Five reasons the awesome All Blacks make rugby history tonight against the Wallabies at Eden Park

OPINION: It’s understandable that there are a few nerves about regarding the All Blacks’ latest tilt at this elusive world record for consecutive test victories by a tier one nation at Eden Park tonight.

They’ve been close before − three times in the last half-dozen years − and have fallen at one of the final few hurdles. Significantly, the side that did the tripping up on each of those occasions was the Wallabies. Deja-vu anyone?

Also, these end-of-campaign type fixtures have a way of catching the All Blacks unawares, or just plain tired. They’ve just steamrolled through the Rugby Championship, winning six out of six, scoring 38 tries to five, 262 points to 84, and played some of the most exhilarating, skilful and awe-inspiring rugby we’ve seen from this storied side.

Everything points to Kieran Read and the All Blacks racking up test win No 18 in a row on Eden Park tonight.

But is this add-on fixture, with the Bledisloe already tucked away, a potential banana skin? Recent history suggests it’s one the All Blacks can lose their focus for.

In the equivalent fixture in 2014, in Brisbane, the All Blacks needed an injury-time Malakai Fekitoa try and nerveless Colin Slade conversion to get up 29-28.
In 2013, in Dunedin, the New Zealanders prevailed 41-33, but went decidedly off the boil in the second half.

In 2012, in Brisbane, it was 18-18 as the Aussies snapped a 16-test NZ win streak. You get the picture.

But this year is different. This team is different. And the circumstances are decidedly special.

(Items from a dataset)
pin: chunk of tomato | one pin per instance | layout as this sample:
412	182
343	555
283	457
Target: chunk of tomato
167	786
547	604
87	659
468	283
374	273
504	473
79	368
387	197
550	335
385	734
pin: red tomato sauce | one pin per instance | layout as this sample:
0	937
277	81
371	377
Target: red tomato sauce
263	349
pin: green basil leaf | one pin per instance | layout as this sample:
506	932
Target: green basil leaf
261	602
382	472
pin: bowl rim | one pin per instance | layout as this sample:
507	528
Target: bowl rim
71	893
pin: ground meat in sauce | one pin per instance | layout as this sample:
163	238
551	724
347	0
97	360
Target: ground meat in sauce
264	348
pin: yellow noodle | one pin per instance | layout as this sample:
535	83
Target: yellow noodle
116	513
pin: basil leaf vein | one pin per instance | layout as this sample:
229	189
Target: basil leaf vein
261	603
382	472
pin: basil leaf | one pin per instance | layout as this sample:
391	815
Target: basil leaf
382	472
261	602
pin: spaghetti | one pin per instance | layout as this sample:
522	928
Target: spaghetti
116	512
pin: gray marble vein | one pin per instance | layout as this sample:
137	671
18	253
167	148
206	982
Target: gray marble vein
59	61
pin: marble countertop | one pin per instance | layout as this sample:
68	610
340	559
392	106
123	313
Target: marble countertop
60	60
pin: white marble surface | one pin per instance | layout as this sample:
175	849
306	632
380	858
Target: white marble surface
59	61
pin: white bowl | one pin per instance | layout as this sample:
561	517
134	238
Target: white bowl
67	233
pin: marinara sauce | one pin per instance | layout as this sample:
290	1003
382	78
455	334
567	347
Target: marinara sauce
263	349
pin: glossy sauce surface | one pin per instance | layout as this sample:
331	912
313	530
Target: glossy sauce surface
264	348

---

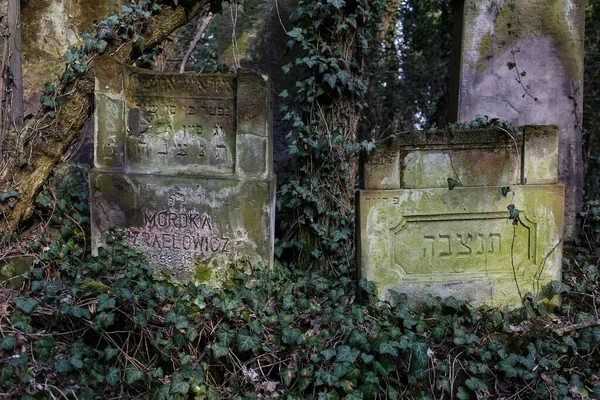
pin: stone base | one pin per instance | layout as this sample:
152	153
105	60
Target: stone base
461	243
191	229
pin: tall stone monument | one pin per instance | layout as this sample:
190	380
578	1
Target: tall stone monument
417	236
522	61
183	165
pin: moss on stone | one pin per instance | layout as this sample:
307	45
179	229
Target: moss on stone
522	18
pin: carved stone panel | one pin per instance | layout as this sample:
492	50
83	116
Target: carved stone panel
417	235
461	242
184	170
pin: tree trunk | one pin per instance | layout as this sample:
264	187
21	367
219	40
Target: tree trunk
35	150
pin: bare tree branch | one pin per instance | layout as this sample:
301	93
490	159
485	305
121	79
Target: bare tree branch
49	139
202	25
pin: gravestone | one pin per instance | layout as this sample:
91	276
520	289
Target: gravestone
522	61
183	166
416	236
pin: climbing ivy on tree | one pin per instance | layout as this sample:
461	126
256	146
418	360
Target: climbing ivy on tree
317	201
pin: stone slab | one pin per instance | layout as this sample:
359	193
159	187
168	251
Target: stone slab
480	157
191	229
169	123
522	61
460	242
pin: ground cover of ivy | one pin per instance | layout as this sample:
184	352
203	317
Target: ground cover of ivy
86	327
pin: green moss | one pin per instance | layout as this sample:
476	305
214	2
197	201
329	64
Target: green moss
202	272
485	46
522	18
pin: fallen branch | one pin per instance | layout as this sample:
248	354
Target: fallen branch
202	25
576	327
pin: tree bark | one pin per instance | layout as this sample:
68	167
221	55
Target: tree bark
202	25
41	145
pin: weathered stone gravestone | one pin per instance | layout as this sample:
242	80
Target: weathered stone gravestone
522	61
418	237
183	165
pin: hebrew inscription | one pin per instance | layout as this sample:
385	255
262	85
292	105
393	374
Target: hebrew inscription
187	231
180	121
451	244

### Exercise directions
Reproduce word for word the passage of the All Blacks rugby article between "But is this" and "their focus for.", inclusive.

### The completed task
But is this add-on fixture, with the Bledisloe already tucked away, a potential banana skin? Recent history suggests it’s one the All Blacks can lose their focus for.